• [Exercise instructions] Read through the data, and wherever a line holds the word "lamp", write that line out.

▼

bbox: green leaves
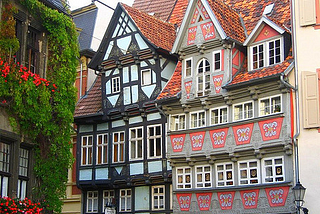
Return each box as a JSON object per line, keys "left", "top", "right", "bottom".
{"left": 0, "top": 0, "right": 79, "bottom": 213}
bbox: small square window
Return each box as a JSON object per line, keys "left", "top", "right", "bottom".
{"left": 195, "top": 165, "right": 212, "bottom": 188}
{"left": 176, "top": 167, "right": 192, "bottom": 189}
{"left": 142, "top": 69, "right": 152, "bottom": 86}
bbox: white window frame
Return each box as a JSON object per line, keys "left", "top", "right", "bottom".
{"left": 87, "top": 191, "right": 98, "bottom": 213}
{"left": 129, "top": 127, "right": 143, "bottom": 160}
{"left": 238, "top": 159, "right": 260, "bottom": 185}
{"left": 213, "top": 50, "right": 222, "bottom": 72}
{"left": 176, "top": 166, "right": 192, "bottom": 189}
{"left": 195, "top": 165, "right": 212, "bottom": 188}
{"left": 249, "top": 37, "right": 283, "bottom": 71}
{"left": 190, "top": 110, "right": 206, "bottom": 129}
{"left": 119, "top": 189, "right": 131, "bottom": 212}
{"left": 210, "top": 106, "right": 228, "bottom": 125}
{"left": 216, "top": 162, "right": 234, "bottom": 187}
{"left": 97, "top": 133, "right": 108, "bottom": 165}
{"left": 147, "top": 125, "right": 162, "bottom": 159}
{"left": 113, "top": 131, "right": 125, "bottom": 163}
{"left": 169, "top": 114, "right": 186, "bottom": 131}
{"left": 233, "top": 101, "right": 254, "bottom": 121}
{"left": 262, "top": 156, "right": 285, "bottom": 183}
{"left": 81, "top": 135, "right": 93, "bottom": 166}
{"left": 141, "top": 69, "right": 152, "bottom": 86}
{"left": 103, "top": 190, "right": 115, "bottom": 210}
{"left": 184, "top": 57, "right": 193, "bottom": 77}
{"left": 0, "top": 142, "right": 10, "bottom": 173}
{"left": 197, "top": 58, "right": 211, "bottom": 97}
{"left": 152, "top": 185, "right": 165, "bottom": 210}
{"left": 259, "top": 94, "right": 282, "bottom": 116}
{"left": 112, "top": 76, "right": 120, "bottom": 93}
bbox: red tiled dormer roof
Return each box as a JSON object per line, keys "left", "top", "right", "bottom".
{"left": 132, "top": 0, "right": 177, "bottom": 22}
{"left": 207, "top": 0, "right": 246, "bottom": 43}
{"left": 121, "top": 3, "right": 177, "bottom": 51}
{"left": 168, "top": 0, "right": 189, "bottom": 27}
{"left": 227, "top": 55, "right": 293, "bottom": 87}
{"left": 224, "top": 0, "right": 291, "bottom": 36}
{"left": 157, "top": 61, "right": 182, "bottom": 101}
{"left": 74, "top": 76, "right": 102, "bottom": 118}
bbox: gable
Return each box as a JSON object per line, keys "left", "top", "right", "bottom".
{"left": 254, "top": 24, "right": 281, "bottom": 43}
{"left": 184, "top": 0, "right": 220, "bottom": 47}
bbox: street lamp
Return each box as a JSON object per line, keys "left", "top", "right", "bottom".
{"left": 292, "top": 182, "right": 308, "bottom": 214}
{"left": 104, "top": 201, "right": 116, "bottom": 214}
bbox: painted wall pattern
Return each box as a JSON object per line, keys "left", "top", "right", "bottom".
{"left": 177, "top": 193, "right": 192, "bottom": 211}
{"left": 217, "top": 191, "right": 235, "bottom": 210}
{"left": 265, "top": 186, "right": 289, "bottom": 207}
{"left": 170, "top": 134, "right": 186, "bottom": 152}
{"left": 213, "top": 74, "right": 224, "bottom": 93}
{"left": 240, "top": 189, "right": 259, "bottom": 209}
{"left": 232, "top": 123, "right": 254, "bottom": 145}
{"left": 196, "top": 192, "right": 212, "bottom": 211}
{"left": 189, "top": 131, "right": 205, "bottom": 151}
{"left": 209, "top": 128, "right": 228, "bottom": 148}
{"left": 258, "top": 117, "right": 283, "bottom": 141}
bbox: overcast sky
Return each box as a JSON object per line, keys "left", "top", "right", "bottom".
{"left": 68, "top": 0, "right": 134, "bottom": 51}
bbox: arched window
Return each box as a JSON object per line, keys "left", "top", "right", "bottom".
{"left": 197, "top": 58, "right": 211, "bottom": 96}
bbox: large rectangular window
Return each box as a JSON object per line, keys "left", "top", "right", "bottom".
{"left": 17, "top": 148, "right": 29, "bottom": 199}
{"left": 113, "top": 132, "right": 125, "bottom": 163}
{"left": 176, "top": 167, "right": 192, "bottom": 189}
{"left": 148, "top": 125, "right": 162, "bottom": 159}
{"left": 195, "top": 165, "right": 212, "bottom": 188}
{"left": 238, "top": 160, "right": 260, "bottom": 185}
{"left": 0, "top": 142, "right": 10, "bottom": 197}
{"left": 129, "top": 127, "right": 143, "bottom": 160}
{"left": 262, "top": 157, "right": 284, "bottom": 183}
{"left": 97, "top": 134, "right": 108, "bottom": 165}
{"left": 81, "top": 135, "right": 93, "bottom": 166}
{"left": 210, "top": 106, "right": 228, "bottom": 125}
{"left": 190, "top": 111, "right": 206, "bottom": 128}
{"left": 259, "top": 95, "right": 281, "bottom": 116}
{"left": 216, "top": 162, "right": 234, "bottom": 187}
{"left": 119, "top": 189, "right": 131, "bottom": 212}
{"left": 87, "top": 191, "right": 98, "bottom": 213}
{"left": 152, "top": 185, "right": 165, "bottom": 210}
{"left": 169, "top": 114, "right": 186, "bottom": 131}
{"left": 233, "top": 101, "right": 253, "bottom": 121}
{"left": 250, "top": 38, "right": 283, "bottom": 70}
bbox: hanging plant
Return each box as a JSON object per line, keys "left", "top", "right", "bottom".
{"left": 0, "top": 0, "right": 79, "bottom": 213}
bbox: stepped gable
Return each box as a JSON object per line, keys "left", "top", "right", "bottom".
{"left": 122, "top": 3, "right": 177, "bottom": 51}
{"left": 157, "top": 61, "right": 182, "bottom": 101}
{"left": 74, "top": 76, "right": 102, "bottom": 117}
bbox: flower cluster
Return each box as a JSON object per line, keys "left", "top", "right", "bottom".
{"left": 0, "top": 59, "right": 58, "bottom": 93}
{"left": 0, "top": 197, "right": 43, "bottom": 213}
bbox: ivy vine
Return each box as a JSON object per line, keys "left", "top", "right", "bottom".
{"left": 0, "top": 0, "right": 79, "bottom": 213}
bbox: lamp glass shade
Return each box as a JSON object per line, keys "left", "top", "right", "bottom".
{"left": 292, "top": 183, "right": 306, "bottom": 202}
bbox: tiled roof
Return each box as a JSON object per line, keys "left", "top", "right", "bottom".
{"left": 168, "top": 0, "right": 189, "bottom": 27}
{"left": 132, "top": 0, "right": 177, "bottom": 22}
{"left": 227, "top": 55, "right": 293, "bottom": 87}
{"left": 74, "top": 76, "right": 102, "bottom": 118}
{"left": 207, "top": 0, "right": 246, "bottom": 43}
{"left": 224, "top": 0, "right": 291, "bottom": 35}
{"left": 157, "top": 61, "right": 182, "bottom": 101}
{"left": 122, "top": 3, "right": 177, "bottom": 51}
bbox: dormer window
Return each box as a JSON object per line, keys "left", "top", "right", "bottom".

▲
▼

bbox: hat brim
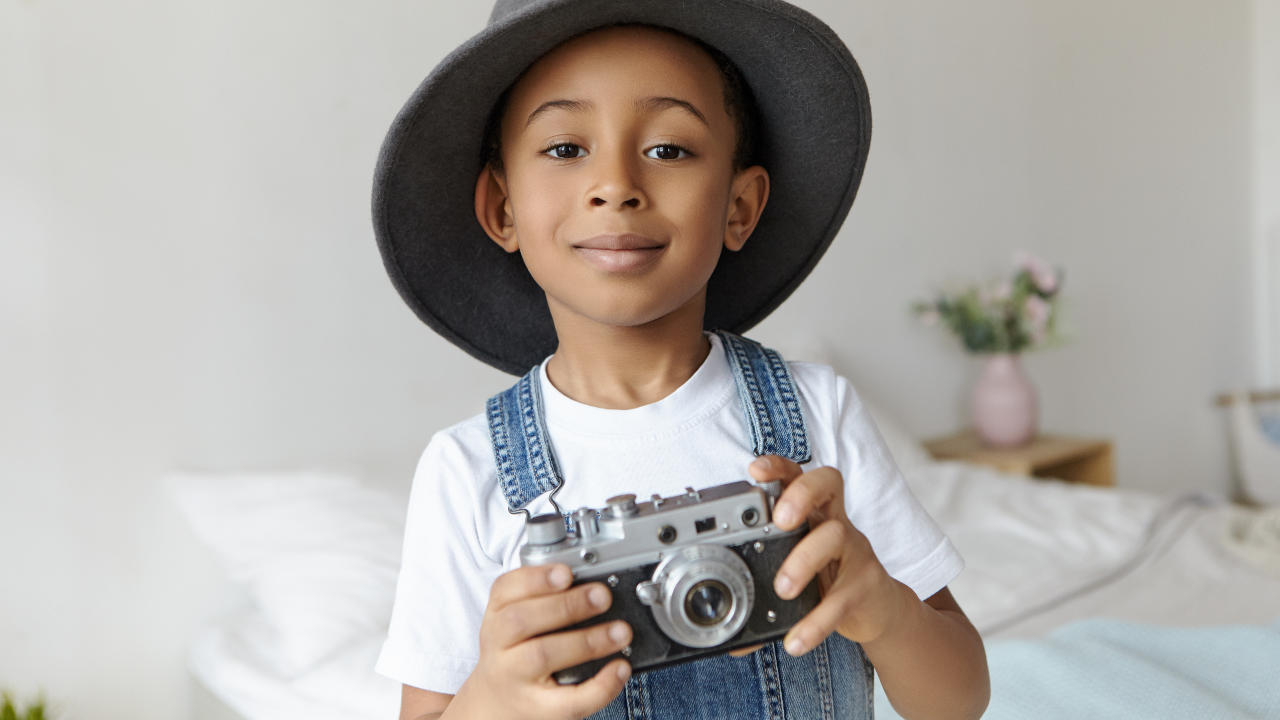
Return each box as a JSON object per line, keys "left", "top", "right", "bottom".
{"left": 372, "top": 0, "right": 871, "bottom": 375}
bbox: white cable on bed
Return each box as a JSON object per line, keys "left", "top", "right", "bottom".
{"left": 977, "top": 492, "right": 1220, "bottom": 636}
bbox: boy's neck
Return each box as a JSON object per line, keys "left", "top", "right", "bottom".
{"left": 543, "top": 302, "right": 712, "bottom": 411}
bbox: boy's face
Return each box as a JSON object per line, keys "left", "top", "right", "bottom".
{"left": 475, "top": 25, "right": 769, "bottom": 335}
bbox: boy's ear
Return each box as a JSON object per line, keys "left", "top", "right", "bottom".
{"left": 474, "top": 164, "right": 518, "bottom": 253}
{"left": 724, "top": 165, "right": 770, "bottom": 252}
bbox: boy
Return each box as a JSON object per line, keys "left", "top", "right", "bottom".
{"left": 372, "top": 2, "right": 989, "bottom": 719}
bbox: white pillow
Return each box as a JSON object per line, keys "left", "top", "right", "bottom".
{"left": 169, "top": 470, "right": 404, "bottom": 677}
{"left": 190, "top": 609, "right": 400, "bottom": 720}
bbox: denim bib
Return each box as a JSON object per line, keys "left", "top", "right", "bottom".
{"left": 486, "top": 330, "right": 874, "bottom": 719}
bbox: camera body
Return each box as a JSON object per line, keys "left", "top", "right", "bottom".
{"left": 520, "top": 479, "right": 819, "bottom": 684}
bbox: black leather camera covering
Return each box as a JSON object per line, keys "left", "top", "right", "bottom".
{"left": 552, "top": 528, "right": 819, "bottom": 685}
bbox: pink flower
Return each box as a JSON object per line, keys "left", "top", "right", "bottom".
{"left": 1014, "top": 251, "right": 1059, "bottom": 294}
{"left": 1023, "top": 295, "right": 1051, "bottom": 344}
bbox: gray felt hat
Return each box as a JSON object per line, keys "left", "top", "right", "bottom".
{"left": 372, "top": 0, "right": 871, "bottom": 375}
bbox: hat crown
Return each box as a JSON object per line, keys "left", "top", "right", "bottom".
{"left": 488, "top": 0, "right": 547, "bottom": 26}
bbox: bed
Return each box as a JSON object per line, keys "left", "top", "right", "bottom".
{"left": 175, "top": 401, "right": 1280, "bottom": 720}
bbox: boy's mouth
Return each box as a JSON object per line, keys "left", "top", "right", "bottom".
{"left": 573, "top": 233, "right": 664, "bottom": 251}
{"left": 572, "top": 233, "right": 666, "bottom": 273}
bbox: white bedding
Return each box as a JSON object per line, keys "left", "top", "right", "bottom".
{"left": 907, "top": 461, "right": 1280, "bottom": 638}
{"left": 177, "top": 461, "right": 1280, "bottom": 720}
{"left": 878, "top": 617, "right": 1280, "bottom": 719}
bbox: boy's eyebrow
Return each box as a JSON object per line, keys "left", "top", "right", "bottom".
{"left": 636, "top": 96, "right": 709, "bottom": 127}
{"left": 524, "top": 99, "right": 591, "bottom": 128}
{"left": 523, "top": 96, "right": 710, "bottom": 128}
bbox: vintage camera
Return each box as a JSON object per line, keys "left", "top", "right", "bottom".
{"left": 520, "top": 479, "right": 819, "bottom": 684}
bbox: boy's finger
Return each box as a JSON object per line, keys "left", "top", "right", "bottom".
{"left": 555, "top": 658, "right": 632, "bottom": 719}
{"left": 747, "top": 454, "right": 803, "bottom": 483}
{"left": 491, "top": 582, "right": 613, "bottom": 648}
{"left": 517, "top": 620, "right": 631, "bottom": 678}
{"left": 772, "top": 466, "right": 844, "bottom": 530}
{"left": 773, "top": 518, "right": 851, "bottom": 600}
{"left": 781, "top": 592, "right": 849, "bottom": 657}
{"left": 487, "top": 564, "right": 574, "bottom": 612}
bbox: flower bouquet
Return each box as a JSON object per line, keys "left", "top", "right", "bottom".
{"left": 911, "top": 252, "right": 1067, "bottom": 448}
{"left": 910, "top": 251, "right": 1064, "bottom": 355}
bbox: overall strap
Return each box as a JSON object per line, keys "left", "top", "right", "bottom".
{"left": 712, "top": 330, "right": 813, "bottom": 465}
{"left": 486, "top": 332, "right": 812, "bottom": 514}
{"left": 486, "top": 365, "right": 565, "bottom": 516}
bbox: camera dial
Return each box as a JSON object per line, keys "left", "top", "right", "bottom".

▲

• [Solution to the problem]
bbox: street lamp
bbox: lamp glass shade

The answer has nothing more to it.